__The data__:
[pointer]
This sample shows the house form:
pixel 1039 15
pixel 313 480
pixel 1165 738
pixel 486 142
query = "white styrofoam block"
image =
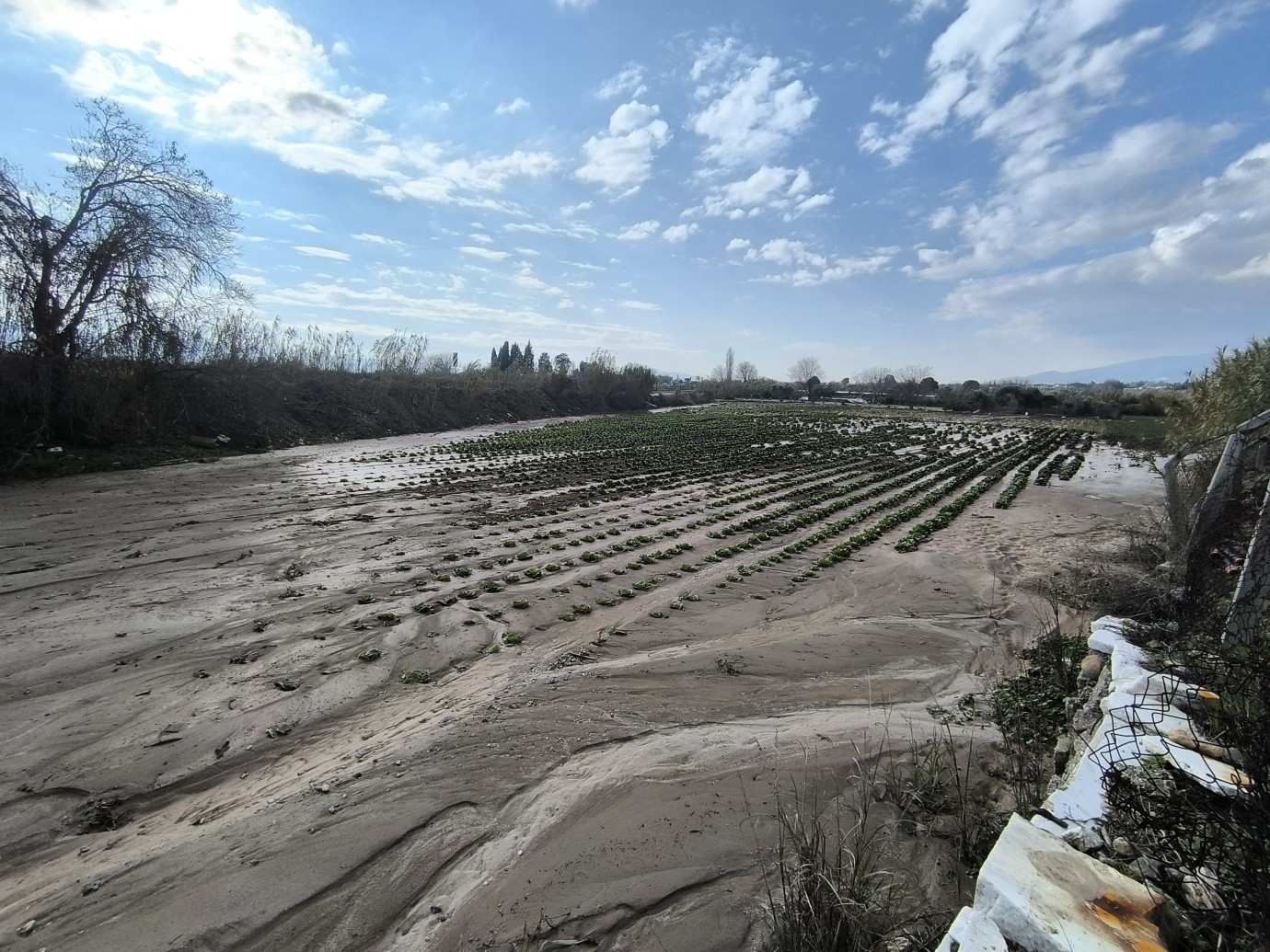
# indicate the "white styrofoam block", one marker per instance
pixel 1150 717
pixel 1105 634
pixel 1128 661
pixel 1216 774
pixel 1049 898
pixel 973 932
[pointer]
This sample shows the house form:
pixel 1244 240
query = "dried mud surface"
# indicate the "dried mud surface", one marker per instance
pixel 159 791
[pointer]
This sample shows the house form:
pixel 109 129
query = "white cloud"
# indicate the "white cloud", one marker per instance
pixel 314 251
pixel 768 187
pixel 225 70
pixel 527 280
pixel 918 9
pixel 484 253
pixel 628 83
pixel 641 231
pixel 678 234
pixel 251 74
pixel 470 183
pixel 515 106
pixel 1109 194
pixel 802 267
pixel 756 107
pixel 621 159
pixel 367 237
pixel 1022 74
pixel 1253 268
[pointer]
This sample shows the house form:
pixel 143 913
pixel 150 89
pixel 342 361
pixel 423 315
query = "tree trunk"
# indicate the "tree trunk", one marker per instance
pixel 1253 590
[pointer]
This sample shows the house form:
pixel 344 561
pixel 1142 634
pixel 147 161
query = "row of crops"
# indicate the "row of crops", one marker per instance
pixel 662 497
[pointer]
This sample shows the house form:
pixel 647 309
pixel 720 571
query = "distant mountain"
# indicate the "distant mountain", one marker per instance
pixel 1157 370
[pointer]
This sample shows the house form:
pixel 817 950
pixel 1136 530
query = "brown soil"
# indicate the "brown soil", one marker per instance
pixel 627 800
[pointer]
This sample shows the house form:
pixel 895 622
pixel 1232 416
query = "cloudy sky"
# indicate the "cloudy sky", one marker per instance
pixel 987 187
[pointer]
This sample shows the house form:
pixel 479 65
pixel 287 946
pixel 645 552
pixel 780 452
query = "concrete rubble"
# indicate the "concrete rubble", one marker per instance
pixel 1036 889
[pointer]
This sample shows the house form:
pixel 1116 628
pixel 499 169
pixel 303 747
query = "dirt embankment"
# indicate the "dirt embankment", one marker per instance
pixel 159 788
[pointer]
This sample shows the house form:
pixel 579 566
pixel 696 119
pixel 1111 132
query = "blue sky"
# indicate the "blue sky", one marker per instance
pixel 985 187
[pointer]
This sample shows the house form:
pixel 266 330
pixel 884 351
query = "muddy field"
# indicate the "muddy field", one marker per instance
pixel 421 694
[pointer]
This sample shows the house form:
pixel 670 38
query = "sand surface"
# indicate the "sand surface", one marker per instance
pixel 157 791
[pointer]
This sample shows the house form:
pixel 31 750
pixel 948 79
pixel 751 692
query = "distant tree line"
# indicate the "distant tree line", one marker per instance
pixel 120 327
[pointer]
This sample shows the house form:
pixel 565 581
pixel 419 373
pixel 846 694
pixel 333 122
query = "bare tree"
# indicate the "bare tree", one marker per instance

__Set problem__: Turn the records, from the very first line through the line with "pixel 1036 889", into a Markdown table with the columns Row and Text, one numbered row per line. Skip blank lines and leave the pictures out.

__Solution for this exercise__:
| Row | Text |
|---|---|
| 1 | [pointer] |
| 2 | This sample shows the house form: |
| 3 | pixel 1039 15 |
| 4 | pixel 313 480 |
| 5 | pixel 1165 738 |
| 6 | pixel 486 142 |
| 7 | query = "white styrofoam block" |
| 8 | image = |
| 9 | # indicate the "white styrofoam block", one marker per instance |
| 10 | pixel 1150 717 |
| 11 | pixel 1105 634 |
| 12 | pixel 1128 661 |
| 13 | pixel 1216 774 |
| 14 | pixel 1049 898 |
| 15 | pixel 973 932 |
| 16 | [pointer] |
| 17 | This sample shows the house form: |
| 18 | pixel 1244 240 |
| 19 | query = "dried mud surface" |
| 20 | # indicate the "dried mud surface", one marker per instance |
| 21 | pixel 159 791 |
| 22 | [pointer] |
| 23 | This sample shows the house form: |
| 24 | pixel 109 129 |
| 25 | query = "white cloud" |
| 26 | # indicate the "white cloud", one marker per instance |
| 27 | pixel 314 251 |
| 28 | pixel 768 187 |
| 29 | pixel 225 70 |
| 30 | pixel 527 280 |
| 31 | pixel 918 9 |
| 32 | pixel 484 253 |
| 33 | pixel 628 83 |
| 34 | pixel 641 231 |
| 35 | pixel 678 234 |
| 36 | pixel 251 74 |
| 37 | pixel 470 183 |
| 38 | pixel 515 106 |
| 39 | pixel 1109 194 |
| 40 | pixel 802 267 |
| 41 | pixel 756 107 |
| 42 | pixel 621 159 |
| 43 | pixel 367 237 |
| 44 | pixel 1022 74 |
| 45 | pixel 1253 268 |
| 46 | [pointer] |
| 47 | This sample shows the house form: |
| 48 | pixel 143 913 |
| 49 | pixel 150 89 |
| 50 | pixel 342 361 |
| 51 | pixel 423 315 |
| 52 | query = "tree trunk" |
| 53 | # indicate the "tree trunk", one marker per instance |
| 54 | pixel 1253 590 |
| 55 | [pointer] |
| 56 | This sample shows the house form: |
| 57 | pixel 344 561 |
| 58 | pixel 1142 634 |
| 59 | pixel 147 161 |
| 60 | query = "row of crops" |
| 61 | # indicate the "row of crops", one marker per instance |
| 62 | pixel 662 497 |
| 63 | [pointer] |
| 64 | This sample shows the house form: |
| 65 | pixel 647 309 |
| 66 | pixel 720 571 |
| 67 | query = "distant mountain" |
| 68 | # indicate the "distant mountain", one marker per instance |
| 69 | pixel 1157 370 |
| 70 | [pointer] |
| 71 | This sample shows the house form: |
| 72 | pixel 817 950 |
| 73 | pixel 1136 530 |
| 74 | query = "brown soil" |
| 75 | # indicate the "brown soil", one marker per instance |
| 76 | pixel 627 800 |
| 77 | [pointer] |
| 78 | This sample shows the house form: |
| 79 | pixel 895 622 |
| 80 | pixel 1232 416 |
| 81 | query = "cloudy sky" |
| 82 | # indicate the "cloudy sky", one marker per instance |
| 83 | pixel 987 187 |
| 84 | [pointer] |
| 85 | This sample shows the house form: |
| 86 | pixel 479 65 |
| 87 | pixel 287 946 |
| 88 | pixel 645 552 |
| 89 | pixel 780 452 |
| 90 | query = "concrete rubble" |
| 91 | # indicate the "concrete rubble", one marker per instance |
| 92 | pixel 1036 889 |